■ TEXT SHOWN:
==================================================
CodingBison - Dijkstra's Algorithm

We can use Dijkstra's Algorithm to find the shortest path from a given node (let us call it, the single source) to all the other nodes in a weighted graph. Thus, in the following graph with weight of an edge showing the cost of going from one vertex to another, if we need to find the shortest path from a source-node (let us say 101) to all other nodes, then we can the Dijkstra's algorithm. The result of this algorithm would tell that we can reach node 680 with a cost of 12, we can reach node 880 with a cost of 14, and so on.

Figure: An undirected Graph with Weights

Dijkstra's algorithm shares certain similarity with Prim's algorithm, let us compare them briefly. Prim's algorithm builds a minimum spanning tree -- a tree that spans all the (connected) nodes in the graph and the sum of weights of all edges is the minimum. Dijkstra's algorithm does no such thing. Instead, it calculates the shortest path (the path with least total weight) from a given root node to all the other nodes in the (connected) graphs. In terms of methodology, they both start with a source vertex (node) and proceed from there. Another similarity is that both of these algorithms use breadth-first search approach and (typically) use a heap to get the next vertex node.

Dijkstra's algorithm works with both directed and undirected graph. In terms of limitations of this algorithm, Dijkstra's algorithm assumes that all edges are non-negative. In our example, we use an undirected graph.

So, how does it work?

Things To Remember

Dijkstra's algorithm and Prim's algorithm work similarly. They both use Breadth-First search and they both use a heap data-structure.

Dijkstra's algorithm works by growing a tree such that its holds the property that all vertices from a given vertex (the source) have the shortest path from the source vertex. At each stage, the algorithm selects a new edge such that the tree grows but it still maintains the property. When doing so, it adds a new vertex node from that edge. This is done repetitively till all the vertices are added to the tree. Since at each stage, all edges of the newly added vertex are added, this confirms that Dijkstra's algorithm uses breadth-first search approach. Accordingly, at any point, it works by expanding the breadth of the current shortest-path tree. One minor note. You might think that even though Dijkstra's algorithm uses a breadth-first search approach, it does not rely on a queue. Instead, it uses a heap since not only does it need to consider all immediate edges, it also needs to know the edge with the least weight.
==================================================
■ RECORD LIST:

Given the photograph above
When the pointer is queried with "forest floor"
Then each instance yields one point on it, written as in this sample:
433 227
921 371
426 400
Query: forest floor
==================================================
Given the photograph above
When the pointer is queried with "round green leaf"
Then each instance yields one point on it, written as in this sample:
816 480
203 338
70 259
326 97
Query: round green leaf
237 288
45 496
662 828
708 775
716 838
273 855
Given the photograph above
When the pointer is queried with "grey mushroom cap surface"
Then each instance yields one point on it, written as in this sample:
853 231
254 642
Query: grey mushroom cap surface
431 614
==================================================
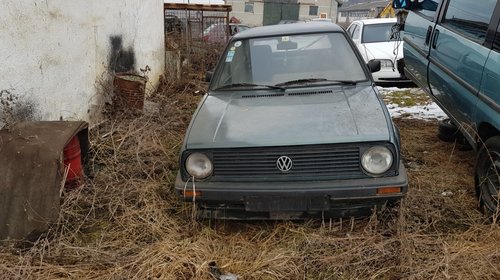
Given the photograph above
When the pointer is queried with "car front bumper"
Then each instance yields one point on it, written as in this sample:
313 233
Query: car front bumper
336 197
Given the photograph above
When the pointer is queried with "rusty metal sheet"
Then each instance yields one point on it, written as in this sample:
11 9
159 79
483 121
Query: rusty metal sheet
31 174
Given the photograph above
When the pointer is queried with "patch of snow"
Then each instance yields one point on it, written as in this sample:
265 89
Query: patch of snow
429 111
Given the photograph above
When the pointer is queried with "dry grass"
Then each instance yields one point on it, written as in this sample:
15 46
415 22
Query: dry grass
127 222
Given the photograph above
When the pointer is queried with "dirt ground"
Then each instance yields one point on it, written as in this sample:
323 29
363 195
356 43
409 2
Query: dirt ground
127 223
==================================================
■ EXERCISE BRIEF: Please update the passage of the Dijkstra's algorithm text from "Dijkstra's algorithm works with" to "does it work?", putting "illustration" in place of "example".

■ TASK OUTPUT:
Dijkstra's algorithm works with both directed and undirected graph. In terms of limitations of this algorithm, Dijkstra's algorithm assumes that all edges are non-negative. In our illustration, we use an undirected graph.

So, how does it work?